EXERCISE >>
Output the line with "at the stack" and every line below it until the listing ends, exactly as written and with nothing added.

ENTRIES SUPPLIED >>

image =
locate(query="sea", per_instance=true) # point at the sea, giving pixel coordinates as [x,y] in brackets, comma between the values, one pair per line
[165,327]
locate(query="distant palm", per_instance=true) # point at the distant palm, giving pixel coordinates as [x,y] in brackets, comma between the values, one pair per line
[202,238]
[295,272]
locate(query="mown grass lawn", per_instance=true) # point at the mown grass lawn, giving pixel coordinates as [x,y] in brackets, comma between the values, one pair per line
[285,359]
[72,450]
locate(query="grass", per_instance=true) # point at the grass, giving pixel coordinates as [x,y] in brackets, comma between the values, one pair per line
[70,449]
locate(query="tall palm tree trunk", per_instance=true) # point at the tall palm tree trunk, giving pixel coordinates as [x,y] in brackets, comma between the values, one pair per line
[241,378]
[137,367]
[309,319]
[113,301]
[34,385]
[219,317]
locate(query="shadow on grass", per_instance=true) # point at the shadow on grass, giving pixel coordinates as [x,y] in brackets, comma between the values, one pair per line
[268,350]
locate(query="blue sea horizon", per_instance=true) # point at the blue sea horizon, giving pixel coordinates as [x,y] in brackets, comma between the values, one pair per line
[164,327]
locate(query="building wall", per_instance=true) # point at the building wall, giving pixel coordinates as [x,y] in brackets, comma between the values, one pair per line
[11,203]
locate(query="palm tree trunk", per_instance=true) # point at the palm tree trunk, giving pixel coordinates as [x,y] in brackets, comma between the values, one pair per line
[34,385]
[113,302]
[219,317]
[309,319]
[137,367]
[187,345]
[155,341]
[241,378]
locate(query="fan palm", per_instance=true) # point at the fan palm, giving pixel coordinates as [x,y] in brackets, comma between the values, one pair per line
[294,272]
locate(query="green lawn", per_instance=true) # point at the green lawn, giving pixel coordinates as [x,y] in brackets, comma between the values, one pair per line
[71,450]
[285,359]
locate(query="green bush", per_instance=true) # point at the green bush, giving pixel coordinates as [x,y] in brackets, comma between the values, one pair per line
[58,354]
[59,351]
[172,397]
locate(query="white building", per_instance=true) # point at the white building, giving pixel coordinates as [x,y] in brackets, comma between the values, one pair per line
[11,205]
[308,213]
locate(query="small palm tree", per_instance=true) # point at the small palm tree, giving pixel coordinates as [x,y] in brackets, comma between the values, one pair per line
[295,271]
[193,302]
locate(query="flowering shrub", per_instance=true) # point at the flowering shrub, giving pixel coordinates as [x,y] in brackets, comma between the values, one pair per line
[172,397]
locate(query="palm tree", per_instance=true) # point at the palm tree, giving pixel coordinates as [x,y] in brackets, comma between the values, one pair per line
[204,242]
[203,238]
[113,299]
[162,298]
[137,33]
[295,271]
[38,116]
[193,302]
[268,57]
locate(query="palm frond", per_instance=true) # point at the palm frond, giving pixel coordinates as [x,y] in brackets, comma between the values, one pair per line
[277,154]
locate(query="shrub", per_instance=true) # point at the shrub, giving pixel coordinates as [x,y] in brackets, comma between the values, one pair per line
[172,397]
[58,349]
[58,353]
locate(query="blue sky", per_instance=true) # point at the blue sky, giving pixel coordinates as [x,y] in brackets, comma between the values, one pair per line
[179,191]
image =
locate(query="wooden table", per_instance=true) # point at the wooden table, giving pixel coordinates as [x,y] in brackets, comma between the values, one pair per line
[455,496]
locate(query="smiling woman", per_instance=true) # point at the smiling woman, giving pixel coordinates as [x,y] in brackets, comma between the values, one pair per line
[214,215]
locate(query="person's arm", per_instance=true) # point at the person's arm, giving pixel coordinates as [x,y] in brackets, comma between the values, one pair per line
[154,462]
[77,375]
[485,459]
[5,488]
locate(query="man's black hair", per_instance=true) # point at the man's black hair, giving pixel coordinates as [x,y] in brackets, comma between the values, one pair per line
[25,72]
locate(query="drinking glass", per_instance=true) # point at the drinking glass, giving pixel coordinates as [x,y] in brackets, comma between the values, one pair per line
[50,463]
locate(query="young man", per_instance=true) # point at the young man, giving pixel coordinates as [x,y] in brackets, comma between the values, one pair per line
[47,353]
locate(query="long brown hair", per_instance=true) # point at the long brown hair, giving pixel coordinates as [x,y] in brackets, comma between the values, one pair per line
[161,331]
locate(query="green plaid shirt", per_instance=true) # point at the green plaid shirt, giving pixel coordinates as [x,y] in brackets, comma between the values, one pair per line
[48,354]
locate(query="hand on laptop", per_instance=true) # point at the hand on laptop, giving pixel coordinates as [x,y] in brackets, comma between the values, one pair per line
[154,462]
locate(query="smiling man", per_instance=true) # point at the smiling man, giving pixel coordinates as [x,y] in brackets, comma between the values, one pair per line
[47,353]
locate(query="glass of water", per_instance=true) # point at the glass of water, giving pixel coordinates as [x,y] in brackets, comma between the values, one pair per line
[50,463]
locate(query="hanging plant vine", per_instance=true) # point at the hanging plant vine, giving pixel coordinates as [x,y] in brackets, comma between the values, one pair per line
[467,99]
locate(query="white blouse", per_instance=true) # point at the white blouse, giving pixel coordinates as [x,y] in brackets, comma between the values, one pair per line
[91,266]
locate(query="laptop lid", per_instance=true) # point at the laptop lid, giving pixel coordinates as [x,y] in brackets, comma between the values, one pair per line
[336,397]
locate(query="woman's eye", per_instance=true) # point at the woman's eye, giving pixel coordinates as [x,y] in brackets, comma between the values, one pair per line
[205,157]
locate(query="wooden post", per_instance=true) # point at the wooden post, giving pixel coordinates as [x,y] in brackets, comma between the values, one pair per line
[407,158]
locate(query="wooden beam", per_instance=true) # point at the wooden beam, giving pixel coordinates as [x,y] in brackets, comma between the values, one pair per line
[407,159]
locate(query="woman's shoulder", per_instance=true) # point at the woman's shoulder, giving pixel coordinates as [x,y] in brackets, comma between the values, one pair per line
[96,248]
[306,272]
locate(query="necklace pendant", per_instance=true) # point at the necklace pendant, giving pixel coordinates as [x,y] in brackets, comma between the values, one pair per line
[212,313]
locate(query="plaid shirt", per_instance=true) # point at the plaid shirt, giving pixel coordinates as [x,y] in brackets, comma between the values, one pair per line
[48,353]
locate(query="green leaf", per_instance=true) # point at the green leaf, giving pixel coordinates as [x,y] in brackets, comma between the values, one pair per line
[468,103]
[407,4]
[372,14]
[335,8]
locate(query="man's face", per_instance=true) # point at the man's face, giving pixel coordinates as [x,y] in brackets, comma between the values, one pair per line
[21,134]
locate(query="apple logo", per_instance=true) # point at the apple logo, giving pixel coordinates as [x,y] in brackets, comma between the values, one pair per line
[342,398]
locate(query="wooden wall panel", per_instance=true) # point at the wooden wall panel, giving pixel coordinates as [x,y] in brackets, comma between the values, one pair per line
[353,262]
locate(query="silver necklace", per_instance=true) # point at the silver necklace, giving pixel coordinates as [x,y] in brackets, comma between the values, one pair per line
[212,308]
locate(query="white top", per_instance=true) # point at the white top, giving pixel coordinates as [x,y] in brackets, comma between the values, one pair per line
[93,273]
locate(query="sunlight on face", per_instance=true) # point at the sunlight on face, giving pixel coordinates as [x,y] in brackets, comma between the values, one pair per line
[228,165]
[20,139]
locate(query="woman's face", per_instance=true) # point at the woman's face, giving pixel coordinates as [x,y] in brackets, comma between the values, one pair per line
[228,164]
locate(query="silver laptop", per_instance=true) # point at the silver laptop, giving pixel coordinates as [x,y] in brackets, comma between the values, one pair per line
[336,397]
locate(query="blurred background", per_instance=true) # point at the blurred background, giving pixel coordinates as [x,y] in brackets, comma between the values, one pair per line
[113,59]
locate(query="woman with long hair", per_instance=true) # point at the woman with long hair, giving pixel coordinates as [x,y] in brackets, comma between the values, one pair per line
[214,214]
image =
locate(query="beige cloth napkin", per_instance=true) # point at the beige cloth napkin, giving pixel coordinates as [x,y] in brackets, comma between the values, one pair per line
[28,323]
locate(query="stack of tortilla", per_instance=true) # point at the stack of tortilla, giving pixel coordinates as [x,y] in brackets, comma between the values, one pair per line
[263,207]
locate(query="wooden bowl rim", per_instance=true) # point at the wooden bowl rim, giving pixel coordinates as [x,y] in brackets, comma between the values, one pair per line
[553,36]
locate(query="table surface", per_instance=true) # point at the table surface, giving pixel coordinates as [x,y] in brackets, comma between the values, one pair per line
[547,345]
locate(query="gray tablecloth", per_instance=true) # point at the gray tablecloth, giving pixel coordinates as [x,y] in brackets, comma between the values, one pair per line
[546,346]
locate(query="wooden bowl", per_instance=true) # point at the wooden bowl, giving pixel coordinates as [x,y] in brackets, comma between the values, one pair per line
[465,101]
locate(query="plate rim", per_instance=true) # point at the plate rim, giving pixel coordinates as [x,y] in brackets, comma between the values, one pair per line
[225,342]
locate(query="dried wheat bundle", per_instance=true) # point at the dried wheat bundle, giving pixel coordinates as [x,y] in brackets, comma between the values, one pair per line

ANSWER AREA >>
locate(query="stack of tortilla", per_instance=true) # point at the stack of tortilla, giving pixel coordinates as [x,y] in brackets, comma between the values, one pair per line
[263,207]
locate(query="wooden bowl rim", per_instance=true) # point at the wooden bowl rim, giving pixel coordinates as [x,y] in brackets, comma between the values, one pair per line
[553,36]
locate(query="table surface", per_instance=true) # point at the table surface, giving pixel coordinates as [x,y] in brackets, comma between the values, one pair per line
[547,345]
locate(query="gray tablecloth", per_instance=true) # point at the gray tablecloth, giving pixel coordinates as [x,y] in brackets, comma between the values, one pair per line
[546,346]
locate(query="wooden bowl", per_instance=true) # point at the wooden bowl, giving pixel coordinates as [x,y] in brackets, comma between the values, one pair per line
[465,101]
locate(query="plate rim", per_instance=true) # point at the plate rim, giving pixel coordinates as [x,y] in brackets, comma between the values, one pair per line
[225,342]
locate(query="dried wheat bundle", per_instance=true) # point at the dried wheat bundle, giving pixel coordinates as [x,y] in brackets, comma between the values, one pair per line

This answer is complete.